# Lighting - Photoperiod/Rest



## Vandal Gardener (14 Nov 2017)

Apologies I have a memory that sticks with things that conveniently gets on with how I think!

I remember reading somewhere that periods of 4 hours were the cycle that need to be hit before it meant anything of substance to the plant, otherwise sort of like storms or moonlight, i don't know my knowledge really is suspect and woolly but the 4 hours thing always struck, so the notion of a break always confused me cause is it the light that needs to be 4  hours?  and the hour break just drops intensity so is an opportunity for co2 to replenish, because it's below 4 hours doesn't have an effect lighting.  Or is this 4  hours bunkum(sp)?  

Seriously does this even sound familiar to any of you?

I do wonder how gullible I am at times


----------



## Edvet (15 Nov 2017)

In hich tech high light the plants wil "eat" it's fill in about for hours. The break is sometimes used in low tech tanks, but is mostly deemed not functional nowadays.


----------



## Vandal Gardener (15 Nov 2017)

Cheers for the response Edvet,

Turns out with a clearer head I found it, I thought it was one of the old manufacturers guides like Dennerle or even Dupla but it was a piece written by the forums very own Mr  F circa 2005 which brought back memories of old forums 
Reading back today reminds me why I should stay away from the keyboard when foggy of head 

All the best
*
(Pasted from fishforums.net http://www.fishforums.net/threads/basic-guide-to-lighting.96754/ )
*
*Lighting Duration (Photoperiod)* 

In nature plants receive around 12 hours of sunlight per day. This can simulated by having the tank illuminated for a similar period. However, some plants will thrive with a reduced photoperiod and this brings the benefits of less possible algae growth but bear in mind that plants generally do not recognise light periods of less than 4 hours. For added benefit to fish and plants the lighting can be switched on and off in stages. This is possible with multiple tubes/light controllers and two or more timers. An example is having one tube on for an hour followed by all the tubes. At the end of the photoperiod the lighting can be dimmed in a similar fashion. This is particularly less stressful for the fish as they are not subject to sudden lighting extremes.

*Photoperiod Gaps and Timers* 

A relatively new concept in lighting is to have a gap or “siesta” in the photoperiod. Plants can apparently adapt to a small dark period whereas algae is not so adaptable. Recommended siesta periods can be from 1 hour to 4 hours with a minimum of 4 hours of lighting either side of the siesta. This is a popular method of limiting algae growth and personally of have had great success with it and still run my lighting with a 2 hour siesta, with 5 hours of lighting either side (5 on, 2 off, 5 on). I can assume that the plants recognise that there is 12 hours of light even though the tank actually illuminated for 10 hours.

→ **WHAT YOU NEED TO DO**
- a) Check each statement against the lighting thread and answer yes or no, quoting the words of the thread that decide it.
(i) The pasted guide recommends siesta periods of 1 to 4 hours with at least 4 hours of lighting on each side.
(ii) Edvet says the lighting break is widely considered useful nowadays.
(iii) Vandal Gardener at first thought the source was one of the old manufacturers' guides.
- b) Answer these questions from the lighting thread.
(i) According to the pasted guide, about how many hours of sunlight do plants receive per day in nature?
(ii) How long is the siesta the guide's writer still runs?
(iii) From which site was the guide pasted?

→ **DATA**
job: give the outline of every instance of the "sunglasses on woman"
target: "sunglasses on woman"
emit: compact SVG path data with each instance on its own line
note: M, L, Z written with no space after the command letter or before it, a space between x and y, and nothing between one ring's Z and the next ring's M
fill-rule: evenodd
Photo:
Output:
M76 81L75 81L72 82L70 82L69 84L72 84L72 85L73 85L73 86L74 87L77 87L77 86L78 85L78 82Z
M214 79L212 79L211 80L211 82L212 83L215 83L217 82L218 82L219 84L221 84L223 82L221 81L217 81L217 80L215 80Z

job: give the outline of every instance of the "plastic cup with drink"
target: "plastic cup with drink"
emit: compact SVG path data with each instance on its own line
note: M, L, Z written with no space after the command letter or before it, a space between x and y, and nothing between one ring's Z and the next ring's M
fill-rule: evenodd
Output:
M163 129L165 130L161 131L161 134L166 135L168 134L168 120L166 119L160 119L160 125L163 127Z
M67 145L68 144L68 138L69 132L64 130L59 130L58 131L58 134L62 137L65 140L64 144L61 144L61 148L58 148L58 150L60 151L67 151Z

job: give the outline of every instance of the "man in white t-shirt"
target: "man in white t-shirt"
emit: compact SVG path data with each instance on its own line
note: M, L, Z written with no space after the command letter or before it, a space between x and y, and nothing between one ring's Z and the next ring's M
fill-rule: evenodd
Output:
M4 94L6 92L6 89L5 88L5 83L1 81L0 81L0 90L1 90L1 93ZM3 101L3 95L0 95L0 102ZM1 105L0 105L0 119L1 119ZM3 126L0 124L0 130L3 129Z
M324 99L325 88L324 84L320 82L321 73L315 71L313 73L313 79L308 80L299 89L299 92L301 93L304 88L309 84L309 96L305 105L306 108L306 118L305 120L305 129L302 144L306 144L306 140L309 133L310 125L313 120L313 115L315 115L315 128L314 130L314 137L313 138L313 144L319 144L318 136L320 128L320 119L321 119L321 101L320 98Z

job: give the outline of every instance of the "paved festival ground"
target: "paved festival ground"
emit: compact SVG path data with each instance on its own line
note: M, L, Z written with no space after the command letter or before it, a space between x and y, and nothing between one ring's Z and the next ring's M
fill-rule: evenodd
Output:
--
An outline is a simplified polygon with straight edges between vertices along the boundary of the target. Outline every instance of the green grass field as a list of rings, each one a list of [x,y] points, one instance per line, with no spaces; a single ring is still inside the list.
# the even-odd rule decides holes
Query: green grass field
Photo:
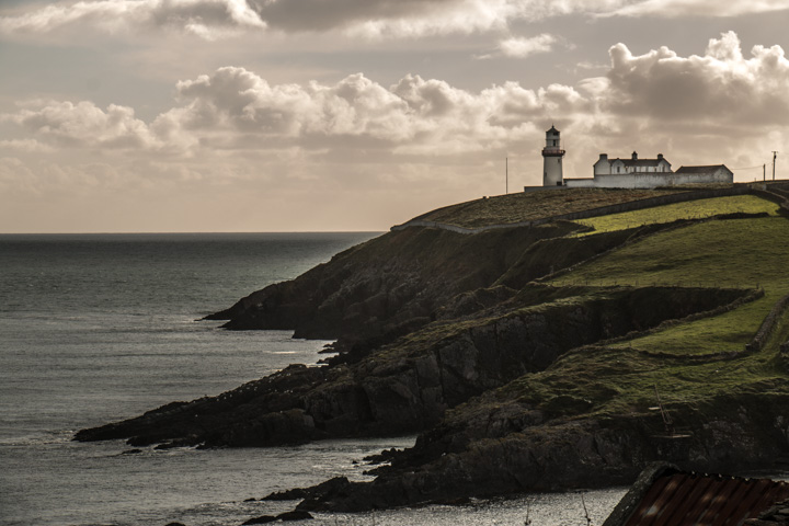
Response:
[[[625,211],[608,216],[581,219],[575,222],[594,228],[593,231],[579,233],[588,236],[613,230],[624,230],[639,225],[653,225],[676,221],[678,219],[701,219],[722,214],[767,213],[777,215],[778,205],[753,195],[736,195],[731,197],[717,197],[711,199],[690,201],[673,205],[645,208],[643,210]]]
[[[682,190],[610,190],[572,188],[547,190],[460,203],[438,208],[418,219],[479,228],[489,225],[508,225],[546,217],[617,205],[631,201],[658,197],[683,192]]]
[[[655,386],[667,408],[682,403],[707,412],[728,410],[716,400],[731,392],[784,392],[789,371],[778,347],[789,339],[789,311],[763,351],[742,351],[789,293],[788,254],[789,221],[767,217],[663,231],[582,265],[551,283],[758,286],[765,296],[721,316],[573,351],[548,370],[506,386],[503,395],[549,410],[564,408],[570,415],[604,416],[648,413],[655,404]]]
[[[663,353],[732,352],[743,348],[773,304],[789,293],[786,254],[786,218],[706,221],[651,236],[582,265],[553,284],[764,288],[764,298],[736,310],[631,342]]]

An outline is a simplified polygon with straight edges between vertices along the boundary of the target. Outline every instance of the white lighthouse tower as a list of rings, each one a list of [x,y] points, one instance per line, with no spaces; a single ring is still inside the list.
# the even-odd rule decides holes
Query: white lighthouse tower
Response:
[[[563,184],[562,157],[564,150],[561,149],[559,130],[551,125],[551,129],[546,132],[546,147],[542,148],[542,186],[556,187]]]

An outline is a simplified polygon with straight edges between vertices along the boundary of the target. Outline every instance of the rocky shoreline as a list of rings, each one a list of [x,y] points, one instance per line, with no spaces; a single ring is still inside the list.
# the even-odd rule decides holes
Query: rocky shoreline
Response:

→ **COMPLETED EXERCISE**
- a)
(i) Yes: "Recommended siesta periods can be from 1 hour to 4 hours with a minimum of 4 hours of lighting either side of the siesta"
(ii) No: "is mostly deemed not functional nowadays"
(iii) Yes: "I thought it was one of the old manufacturers guides like Dennerle or even Dupla"

- b)
(i) Around 12 hours.
(ii) 2 hours.
(iii) fishforums.net.